• [Task statement]
Turn the lines below into a Markdown table with two columns, Row and Line: number each line and skip any blank ones. Leave the pictures out.

Begin Records for this exercise

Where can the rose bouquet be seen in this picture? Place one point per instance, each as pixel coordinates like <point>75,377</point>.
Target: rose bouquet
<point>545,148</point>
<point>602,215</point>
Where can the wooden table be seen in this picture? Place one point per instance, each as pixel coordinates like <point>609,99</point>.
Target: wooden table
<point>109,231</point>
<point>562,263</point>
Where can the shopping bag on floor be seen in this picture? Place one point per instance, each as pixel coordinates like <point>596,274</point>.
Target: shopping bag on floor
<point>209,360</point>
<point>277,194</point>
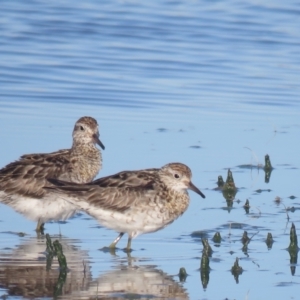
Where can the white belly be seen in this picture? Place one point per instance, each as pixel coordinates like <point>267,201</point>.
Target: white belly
<point>43,210</point>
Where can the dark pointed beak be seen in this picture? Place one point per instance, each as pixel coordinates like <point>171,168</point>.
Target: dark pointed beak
<point>97,141</point>
<point>196,190</point>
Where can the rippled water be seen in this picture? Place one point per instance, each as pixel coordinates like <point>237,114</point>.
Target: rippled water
<point>214,85</point>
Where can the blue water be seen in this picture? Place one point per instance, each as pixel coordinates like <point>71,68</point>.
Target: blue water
<point>211,84</point>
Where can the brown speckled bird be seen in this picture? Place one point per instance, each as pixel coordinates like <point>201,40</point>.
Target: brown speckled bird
<point>22,182</point>
<point>132,202</point>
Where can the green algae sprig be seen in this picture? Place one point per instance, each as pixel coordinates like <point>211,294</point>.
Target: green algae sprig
<point>229,189</point>
<point>247,206</point>
<point>217,237</point>
<point>267,168</point>
<point>293,247</point>
<point>220,182</point>
<point>204,270</point>
<point>206,247</point>
<point>63,269</point>
<point>182,274</point>
<point>236,270</point>
<point>269,240</point>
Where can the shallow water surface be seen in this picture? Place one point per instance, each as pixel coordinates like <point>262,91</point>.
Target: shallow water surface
<point>213,85</point>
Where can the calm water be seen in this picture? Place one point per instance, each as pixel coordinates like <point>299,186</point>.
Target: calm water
<point>214,85</point>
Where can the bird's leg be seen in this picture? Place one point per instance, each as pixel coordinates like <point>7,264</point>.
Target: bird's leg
<point>40,227</point>
<point>114,243</point>
<point>128,248</point>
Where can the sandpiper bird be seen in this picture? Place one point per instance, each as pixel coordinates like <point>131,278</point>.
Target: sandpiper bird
<point>133,202</point>
<point>22,181</point>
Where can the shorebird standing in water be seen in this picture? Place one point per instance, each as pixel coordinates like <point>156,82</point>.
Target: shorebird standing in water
<point>132,202</point>
<point>22,182</point>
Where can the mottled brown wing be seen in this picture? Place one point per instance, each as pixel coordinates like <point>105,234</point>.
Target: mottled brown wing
<point>27,176</point>
<point>127,178</point>
<point>113,198</point>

End Records for this exercise

• [Problem solution]
| Row | Line |
|---|---|
| 1 | Where can the rose bouquet be seen in this picture? Place one point per instance, each as pixel coordinates like <point>75,377</point>. |
| 2 | Target: rose bouquet |
| 3 | <point>545,148</point> |
| 4 | <point>602,215</point> |
| 5 | Where can the wooden table be seen in this picture? Place one point per instance, each as pixel coordinates like <point>609,99</point>. |
| 6 | Target: wooden table |
| 7 | <point>109,231</point> |
| 8 | <point>562,263</point> |
| 9 | Where can the shopping bag on floor be seen in this picture? Place one point per instance, each as pixel coordinates like <point>596,274</point>. |
| 10 | Target: shopping bag on floor |
| 11 | <point>209,360</point> |
| 12 | <point>277,194</point> |
| 13 | Where can the white belly be seen in this picture? Place one point per instance, each as pixel coordinates like <point>267,201</point>. |
| 14 | Target: white belly |
| 15 | <point>43,210</point> |
| 16 | Where can the dark pointed beak be seen in this picture? Place one point per instance, each as pixel coordinates like <point>171,168</point>. |
| 17 | Target: dark pointed beak |
| 18 | <point>97,141</point> |
| 19 | <point>196,190</point> |
| 20 | Where can the rippled water be seen in this picture? Place one point per instance, each as pixel coordinates like <point>237,114</point>. |
| 21 | Target: rippled water |
| 22 | <point>214,85</point> |
| 23 | Where can the blue water be seen in this picture? Place one point per instance, each as pixel coordinates like <point>71,68</point>. |
| 24 | Target: blue water |
| 25 | <point>211,84</point> |
| 26 | Where can the brown speckled bird be seen in this picture? Place one point per instance, each as pixel coordinates like <point>201,40</point>. |
| 27 | Target: brown speckled bird |
| 28 | <point>22,182</point> |
| 29 | <point>132,202</point> |
| 30 | Where can the green algae sprig be seen in this picture? Place one point per instance, each as pixel coordinates like <point>211,294</point>. |
| 31 | Target: green algae sprig |
| 32 | <point>229,189</point> |
| 33 | <point>247,206</point> |
| 34 | <point>217,237</point> |
| 35 | <point>267,168</point> |
| 36 | <point>293,247</point> |
| 37 | <point>220,182</point> |
| 38 | <point>204,270</point> |
| 39 | <point>206,247</point> |
| 40 | <point>63,269</point> |
| 41 | <point>182,274</point> |
| 42 | <point>236,270</point> |
| 43 | <point>269,240</point> |
| 44 | Where can the shallow water surface be seen in this picture? Place one point per instance, each as pixel coordinates like <point>262,91</point>. |
| 45 | Target: shallow water surface |
| 46 | <point>213,85</point> |
| 47 | Where can the calm water be seen in this picture? Place one point per instance, each as pixel coordinates like <point>299,186</point>. |
| 48 | Target: calm water |
| 49 | <point>214,85</point> |
| 50 | Where can the bird's leg be seen in this picture? Place one point per instance, each as pixel coordinates like <point>7,264</point>. |
| 51 | Target: bird's leg |
| 52 | <point>40,227</point> |
| 53 | <point>114,243</point> |
| 54 | <point>128,248</point> |
| 55 | Where can the sandpiper bird be seen in this picture? Place one point per instance, each as pixel coordinates like <point>131,278</point>. |
| 56 | Target: sandpiper bird |
| 57 | <point>133,202</point> |
| 58 | <point>22,181</point> |
| 59 | Where can the shorebird standing in water be seen in this picture? Place one point per instance, each as pixel coordinates like <point>156,82</point>. |
| 60 | Target: shorebird standing in water |
| 61 | <point>132,202</point> |
| 62 | <point>22,182</point> |
| 63 | Where can the mottled brown wing be seen in this picture? Place one point per instance, each as pixel coordinates like <point>105,234</point>. |
| 64 | Target: mottled brown wing |
| 65 | <point>27,176</point> |
| 66 | <point>127,178</point> |
| 67 | <point>113,198</point> |